(Records from a data collection)
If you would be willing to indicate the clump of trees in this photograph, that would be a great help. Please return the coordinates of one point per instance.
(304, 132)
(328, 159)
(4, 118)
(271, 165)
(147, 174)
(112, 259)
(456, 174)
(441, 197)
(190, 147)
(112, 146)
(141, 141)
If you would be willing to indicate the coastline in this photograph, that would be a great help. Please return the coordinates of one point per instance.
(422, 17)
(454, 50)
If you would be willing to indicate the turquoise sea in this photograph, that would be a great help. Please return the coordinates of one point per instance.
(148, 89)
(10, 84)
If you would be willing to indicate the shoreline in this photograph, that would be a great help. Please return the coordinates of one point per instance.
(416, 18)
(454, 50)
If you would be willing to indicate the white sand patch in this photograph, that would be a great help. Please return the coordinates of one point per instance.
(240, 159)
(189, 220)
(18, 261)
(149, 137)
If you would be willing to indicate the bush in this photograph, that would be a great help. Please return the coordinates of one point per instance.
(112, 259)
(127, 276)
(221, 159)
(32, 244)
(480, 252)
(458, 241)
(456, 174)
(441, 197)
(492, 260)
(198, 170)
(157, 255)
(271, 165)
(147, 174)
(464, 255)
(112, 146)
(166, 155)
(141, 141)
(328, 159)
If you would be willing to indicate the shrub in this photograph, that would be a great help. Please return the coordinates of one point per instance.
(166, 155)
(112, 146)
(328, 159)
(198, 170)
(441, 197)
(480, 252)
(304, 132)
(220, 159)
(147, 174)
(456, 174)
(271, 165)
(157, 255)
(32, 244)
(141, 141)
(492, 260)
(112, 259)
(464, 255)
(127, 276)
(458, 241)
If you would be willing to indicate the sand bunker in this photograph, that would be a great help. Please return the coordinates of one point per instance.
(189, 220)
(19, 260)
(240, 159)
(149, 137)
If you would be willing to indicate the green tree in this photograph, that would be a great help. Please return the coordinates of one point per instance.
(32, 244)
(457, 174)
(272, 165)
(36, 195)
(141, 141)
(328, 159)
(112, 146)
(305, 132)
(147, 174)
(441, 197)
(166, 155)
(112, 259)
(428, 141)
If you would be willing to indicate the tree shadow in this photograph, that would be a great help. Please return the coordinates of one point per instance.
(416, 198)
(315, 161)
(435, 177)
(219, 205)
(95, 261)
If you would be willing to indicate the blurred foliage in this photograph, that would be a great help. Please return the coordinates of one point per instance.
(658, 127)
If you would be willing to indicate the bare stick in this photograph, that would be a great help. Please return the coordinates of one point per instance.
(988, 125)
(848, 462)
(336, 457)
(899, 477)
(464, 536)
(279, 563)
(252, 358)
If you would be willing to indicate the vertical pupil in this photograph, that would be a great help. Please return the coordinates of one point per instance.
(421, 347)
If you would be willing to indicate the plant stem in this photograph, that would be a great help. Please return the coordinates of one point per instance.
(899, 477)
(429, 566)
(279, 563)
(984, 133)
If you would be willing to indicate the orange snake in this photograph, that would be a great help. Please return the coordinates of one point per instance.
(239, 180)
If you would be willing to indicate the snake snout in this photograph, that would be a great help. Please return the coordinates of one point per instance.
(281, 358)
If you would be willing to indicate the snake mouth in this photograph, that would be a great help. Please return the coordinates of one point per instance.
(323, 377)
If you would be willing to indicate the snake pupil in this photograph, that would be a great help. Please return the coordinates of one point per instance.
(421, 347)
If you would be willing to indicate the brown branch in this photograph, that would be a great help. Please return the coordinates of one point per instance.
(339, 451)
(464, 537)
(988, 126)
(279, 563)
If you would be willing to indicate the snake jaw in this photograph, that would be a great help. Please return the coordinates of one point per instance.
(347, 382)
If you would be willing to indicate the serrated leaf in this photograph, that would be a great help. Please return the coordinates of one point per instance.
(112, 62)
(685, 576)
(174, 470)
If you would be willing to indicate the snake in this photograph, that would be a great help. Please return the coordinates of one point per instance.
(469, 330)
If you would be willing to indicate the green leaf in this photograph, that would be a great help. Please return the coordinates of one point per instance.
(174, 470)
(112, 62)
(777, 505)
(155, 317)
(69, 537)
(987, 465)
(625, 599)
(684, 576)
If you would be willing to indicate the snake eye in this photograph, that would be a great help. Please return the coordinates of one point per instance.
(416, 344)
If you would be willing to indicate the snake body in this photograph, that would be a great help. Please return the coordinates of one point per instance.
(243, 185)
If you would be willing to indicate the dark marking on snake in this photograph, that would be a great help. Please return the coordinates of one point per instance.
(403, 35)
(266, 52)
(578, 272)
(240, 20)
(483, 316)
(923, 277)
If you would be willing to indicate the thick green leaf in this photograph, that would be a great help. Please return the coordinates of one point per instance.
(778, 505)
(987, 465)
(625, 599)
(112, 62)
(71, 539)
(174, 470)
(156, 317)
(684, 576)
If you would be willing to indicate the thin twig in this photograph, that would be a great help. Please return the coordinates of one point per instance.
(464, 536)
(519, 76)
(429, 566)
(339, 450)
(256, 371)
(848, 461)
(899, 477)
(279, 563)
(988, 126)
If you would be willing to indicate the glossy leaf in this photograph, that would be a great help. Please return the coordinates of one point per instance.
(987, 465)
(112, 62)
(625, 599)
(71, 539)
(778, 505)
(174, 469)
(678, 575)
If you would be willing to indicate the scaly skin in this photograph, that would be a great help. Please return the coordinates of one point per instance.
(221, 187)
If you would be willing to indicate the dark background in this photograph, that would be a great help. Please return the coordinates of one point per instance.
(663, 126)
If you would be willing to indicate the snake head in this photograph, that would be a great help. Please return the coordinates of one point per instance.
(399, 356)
---
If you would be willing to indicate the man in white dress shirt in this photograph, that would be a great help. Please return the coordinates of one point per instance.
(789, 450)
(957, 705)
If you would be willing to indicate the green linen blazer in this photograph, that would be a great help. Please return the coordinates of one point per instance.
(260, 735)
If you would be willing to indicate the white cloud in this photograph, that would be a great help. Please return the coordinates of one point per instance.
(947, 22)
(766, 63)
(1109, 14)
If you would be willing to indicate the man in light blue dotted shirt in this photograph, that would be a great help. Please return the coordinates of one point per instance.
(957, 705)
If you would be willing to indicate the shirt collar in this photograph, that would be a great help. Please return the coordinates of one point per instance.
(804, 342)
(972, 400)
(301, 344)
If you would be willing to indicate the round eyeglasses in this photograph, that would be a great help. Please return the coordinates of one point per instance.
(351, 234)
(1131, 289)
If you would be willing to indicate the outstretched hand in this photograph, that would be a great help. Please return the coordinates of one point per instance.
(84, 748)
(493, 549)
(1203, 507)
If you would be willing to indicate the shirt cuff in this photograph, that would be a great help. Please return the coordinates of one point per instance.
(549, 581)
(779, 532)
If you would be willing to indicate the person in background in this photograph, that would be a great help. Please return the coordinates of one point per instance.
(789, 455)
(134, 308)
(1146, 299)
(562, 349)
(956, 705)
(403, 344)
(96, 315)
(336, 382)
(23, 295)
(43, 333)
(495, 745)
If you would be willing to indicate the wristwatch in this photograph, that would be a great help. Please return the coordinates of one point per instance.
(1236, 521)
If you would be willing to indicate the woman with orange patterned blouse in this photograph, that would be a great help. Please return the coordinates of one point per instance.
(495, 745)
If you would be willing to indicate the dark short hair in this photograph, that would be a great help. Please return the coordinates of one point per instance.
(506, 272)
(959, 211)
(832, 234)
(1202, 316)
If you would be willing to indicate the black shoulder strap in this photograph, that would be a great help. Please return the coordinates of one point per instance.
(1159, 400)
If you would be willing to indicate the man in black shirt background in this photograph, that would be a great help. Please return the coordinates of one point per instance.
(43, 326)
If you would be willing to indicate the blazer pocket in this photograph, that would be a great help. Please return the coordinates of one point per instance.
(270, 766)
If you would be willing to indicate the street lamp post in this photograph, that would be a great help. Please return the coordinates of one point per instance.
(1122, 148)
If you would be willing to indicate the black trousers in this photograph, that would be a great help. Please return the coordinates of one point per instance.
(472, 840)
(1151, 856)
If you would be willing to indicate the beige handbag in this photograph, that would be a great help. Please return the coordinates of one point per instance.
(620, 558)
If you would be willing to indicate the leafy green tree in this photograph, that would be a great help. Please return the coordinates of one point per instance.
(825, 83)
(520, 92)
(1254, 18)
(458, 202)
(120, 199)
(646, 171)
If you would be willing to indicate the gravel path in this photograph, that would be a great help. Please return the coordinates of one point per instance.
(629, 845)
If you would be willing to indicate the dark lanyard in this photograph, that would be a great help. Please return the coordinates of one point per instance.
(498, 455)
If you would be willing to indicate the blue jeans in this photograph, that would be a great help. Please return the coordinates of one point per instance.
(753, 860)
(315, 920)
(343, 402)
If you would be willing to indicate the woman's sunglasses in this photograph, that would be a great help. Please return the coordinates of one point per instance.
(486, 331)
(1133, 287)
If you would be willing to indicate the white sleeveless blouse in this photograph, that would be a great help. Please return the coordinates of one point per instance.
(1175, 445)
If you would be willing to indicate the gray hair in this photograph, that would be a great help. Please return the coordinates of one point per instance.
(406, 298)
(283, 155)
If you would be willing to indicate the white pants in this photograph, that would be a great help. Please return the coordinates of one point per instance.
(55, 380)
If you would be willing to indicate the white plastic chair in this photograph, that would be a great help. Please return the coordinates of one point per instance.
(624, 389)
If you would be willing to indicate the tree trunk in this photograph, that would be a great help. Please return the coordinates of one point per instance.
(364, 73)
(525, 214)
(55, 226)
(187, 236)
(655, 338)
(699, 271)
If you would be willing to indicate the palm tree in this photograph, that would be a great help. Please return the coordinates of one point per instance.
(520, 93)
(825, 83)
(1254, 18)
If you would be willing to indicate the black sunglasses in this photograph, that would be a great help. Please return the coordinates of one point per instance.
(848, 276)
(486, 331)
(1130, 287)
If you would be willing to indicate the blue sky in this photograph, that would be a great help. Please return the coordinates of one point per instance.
* * *
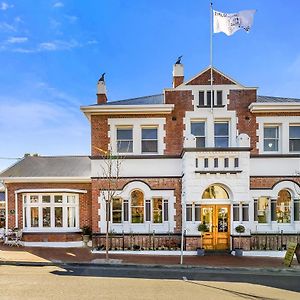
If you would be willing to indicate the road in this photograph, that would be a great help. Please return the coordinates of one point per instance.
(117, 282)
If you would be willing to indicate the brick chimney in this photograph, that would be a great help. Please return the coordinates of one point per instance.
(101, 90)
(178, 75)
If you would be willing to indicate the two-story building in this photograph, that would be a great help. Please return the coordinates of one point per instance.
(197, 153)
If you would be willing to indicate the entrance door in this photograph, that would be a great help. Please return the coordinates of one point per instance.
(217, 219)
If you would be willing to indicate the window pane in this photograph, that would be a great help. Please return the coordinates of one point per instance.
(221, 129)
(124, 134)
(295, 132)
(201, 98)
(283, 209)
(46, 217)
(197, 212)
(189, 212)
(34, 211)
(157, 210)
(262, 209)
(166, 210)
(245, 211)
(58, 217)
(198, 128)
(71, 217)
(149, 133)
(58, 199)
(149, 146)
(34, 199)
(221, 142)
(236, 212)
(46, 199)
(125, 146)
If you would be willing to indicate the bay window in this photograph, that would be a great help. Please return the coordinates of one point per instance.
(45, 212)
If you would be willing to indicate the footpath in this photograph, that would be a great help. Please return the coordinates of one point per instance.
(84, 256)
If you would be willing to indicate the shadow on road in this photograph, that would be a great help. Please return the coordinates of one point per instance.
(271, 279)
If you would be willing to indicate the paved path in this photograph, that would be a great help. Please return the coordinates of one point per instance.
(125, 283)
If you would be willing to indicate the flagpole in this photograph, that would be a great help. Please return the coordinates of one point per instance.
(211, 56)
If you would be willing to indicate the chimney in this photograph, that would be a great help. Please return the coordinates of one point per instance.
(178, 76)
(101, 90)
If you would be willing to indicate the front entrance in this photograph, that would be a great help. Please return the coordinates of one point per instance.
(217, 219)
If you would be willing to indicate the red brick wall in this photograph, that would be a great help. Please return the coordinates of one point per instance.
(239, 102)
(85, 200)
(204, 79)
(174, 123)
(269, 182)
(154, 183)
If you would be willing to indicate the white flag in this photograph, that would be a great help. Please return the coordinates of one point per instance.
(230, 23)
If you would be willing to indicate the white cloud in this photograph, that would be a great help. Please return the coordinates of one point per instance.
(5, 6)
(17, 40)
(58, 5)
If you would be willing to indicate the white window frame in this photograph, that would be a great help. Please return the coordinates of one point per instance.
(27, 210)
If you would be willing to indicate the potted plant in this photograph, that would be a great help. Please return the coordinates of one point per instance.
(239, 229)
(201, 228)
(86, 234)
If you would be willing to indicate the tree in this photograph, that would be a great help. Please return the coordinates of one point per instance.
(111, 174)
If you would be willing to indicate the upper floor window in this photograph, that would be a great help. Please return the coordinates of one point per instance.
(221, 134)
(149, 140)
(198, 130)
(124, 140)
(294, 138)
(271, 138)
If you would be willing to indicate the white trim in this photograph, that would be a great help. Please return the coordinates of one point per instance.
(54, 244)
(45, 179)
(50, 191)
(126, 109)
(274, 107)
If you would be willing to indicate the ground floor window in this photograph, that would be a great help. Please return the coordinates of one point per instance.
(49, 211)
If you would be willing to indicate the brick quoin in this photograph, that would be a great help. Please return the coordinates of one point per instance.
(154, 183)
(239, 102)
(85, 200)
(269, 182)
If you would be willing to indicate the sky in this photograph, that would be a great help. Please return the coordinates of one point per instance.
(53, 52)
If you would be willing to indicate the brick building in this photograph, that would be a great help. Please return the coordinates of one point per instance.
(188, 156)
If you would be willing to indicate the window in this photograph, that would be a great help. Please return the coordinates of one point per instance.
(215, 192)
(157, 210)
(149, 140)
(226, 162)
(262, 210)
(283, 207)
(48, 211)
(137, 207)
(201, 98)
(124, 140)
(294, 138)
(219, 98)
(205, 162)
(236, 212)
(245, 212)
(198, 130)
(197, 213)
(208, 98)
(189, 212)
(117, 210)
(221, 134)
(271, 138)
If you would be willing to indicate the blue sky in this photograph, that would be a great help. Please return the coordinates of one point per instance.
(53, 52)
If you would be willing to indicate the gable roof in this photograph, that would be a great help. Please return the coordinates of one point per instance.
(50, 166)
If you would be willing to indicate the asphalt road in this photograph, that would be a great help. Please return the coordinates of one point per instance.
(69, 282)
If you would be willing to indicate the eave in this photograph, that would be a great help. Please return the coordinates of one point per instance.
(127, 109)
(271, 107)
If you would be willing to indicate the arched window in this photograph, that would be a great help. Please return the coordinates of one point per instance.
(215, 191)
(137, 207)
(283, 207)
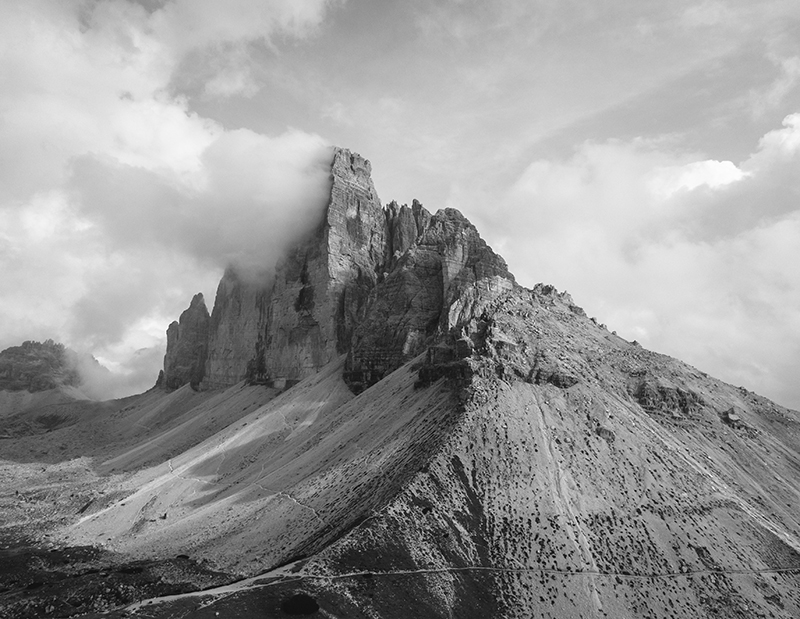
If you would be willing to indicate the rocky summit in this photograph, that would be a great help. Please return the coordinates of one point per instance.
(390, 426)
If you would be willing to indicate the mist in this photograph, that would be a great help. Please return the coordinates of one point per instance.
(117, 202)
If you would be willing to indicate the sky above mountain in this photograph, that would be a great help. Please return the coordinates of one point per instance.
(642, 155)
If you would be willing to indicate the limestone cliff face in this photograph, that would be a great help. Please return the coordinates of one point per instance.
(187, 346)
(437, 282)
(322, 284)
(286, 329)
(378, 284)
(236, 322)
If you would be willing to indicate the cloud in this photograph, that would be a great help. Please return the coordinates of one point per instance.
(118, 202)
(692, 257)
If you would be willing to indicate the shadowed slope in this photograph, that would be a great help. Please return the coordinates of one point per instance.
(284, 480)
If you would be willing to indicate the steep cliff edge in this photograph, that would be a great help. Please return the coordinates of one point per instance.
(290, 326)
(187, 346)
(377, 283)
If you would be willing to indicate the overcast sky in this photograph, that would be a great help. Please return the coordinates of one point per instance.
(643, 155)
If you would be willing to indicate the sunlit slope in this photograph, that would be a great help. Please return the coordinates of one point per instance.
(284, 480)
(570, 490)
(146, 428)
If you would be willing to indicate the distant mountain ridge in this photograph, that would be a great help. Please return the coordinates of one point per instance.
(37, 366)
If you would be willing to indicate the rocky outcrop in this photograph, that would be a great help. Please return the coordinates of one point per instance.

GOAL ▸ Identify every line in the entries above that contains the word "floor", and copy each of those lines.

ANSWER TO THE PROBLEM ▸
If you would be willing to indicate the upper floor window in this photograph, that would be a great help. Please return the coordinates of one point per instance.
If you would be willing to indicate the ground floor window in this photograph, that would be a great help. Please return the coordinates of one point per instance.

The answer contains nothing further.